§ **Aim of the task**:
Copy every line of the data exactly, keeping out any picture.

(Stored data entries)
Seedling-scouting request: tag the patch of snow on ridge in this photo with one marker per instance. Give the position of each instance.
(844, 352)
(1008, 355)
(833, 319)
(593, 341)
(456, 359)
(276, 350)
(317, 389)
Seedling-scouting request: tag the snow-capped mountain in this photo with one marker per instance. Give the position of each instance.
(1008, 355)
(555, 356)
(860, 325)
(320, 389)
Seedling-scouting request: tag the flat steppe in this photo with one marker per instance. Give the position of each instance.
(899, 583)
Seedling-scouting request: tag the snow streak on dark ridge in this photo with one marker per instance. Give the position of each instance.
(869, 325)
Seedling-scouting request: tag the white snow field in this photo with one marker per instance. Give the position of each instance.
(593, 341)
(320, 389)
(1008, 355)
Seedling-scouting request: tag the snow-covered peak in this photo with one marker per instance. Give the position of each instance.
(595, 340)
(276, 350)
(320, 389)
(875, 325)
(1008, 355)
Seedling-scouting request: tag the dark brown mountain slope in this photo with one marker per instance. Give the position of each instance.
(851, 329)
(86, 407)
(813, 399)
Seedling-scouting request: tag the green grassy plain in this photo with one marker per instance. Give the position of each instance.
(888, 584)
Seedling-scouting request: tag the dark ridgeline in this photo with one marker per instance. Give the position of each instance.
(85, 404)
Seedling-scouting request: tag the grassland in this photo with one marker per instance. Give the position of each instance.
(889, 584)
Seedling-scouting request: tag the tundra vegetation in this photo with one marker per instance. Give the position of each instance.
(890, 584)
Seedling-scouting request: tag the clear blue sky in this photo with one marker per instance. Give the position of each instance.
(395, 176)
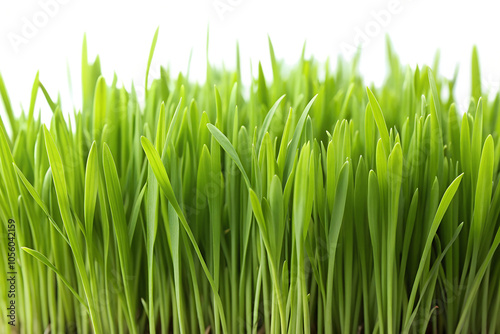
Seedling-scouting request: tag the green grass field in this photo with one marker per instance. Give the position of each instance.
(301, 201)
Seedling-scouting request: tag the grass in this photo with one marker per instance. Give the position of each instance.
(306, 204)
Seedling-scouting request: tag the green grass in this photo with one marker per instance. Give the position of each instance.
(308, 203)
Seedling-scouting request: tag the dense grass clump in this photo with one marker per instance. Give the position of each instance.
(305, 204)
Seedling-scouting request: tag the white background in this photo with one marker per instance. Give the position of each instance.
(121, 33)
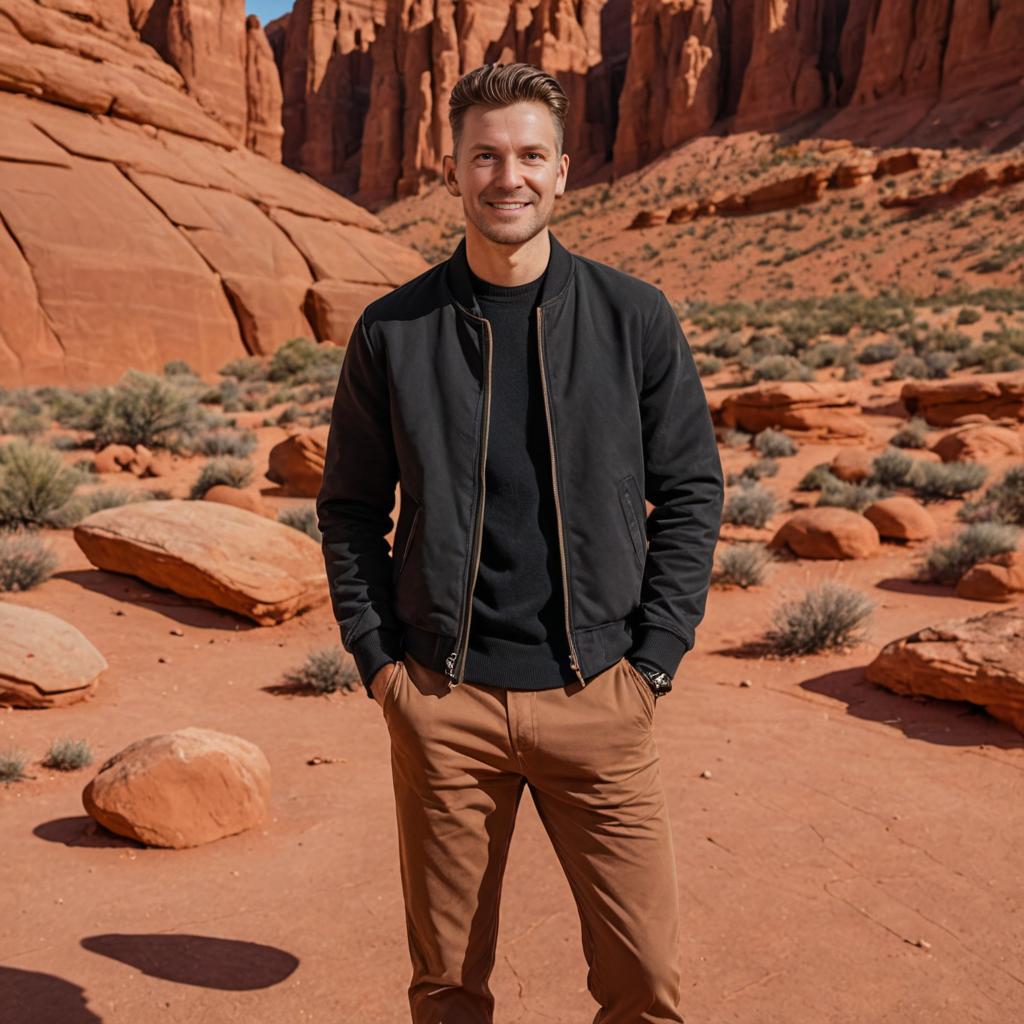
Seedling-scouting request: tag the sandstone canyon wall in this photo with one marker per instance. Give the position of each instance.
(141, 216)
(366, 83)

§ **Solution for this exercise**:
Seedling-scouting request: tag the patch of snow on ridge in this photo with one marker per instance. Give the position of each instance.
(844, 352)
(1008, 355)
(833, 319)
(593, 341)
(456, 359)
(276, 350)
(317, 389)
Seedling-scouting request: tag the snow-capped mountain in this photo with one marker per instance. Give the position of each instance.
(1008, 355)
(555, 356)
(860, 325)
(320, 389)
Seedling-scouting request: tag the flat steppe in this photo with one marker per instance. Give the position of each instance.
(899, 583)
Seedling-scouting request: tag the snow streak on dark ridge in this photo with one marker per instance. Give the position of each instance.
(869, 325)
Seedling-scouting request: tag the white snow field in this photo with one marker per instance. Give the position of each instance.
(593, 341)
(320, 389)
(1008, 355)
Seedling-scouting request: tag the snow-covered peak in this photo with one marker per instance. Give the position of each instance.
(595, 340)
(276, 350)
(320, 389)
(875, 325)
(1008, 355)
Seedling-scouting request: tag the dark brown mountain slope in this photo with one marker per instance. Give the position of each instance.
(851, 329)
(86, 407)
(813, 399)
Seedling-scouting request: tag the green grassy plain in this photo with one marker per instance. Give the position of each instance.
(888, 584)
Seedling-scouting request: tag the dark ridgeline in this photo with one marker per instance. Give the position of each instance.
(85, 404)
Seedling-scouting request: tag the grassland in this photo with one marker per instance. Give the position of each instance.
(889, 584)
Seedling-scouting request: tag the tundra vegetation in this photo with one marker per instance. Give the position of each instance.
(890, 584)
Seedling-scouting request: tag the clear blue sky in this photo with one marker per instance. Give the position of each instance.
(395, 176)
Seedling-scouting request: tag the green grass field in this photo with one marker per instance. Give the position of each instance.
(301, 201)
Seedling-scouting request: tag the grass in this photo with one marker per instance. Give the position of each instance.
(306, 204)
Seedling-scouting request: tag the green grass in this photo with one marker per instance. Give the position of each instance.
(308, 203)
Seedling-scouting request: tag the dense grass clump in this photo with one marker per instance. Give the position of each instance.
(305, 204)
Seedling-scouting request: tag the white background in this photo with one marker per instance. Give the position of each instance.
(121, 33)
Seedling-scouting request: tag the sandstone canyon wall in this photo with one marker per instance. Give the position of each instance.
(141, 216)
(366, 83)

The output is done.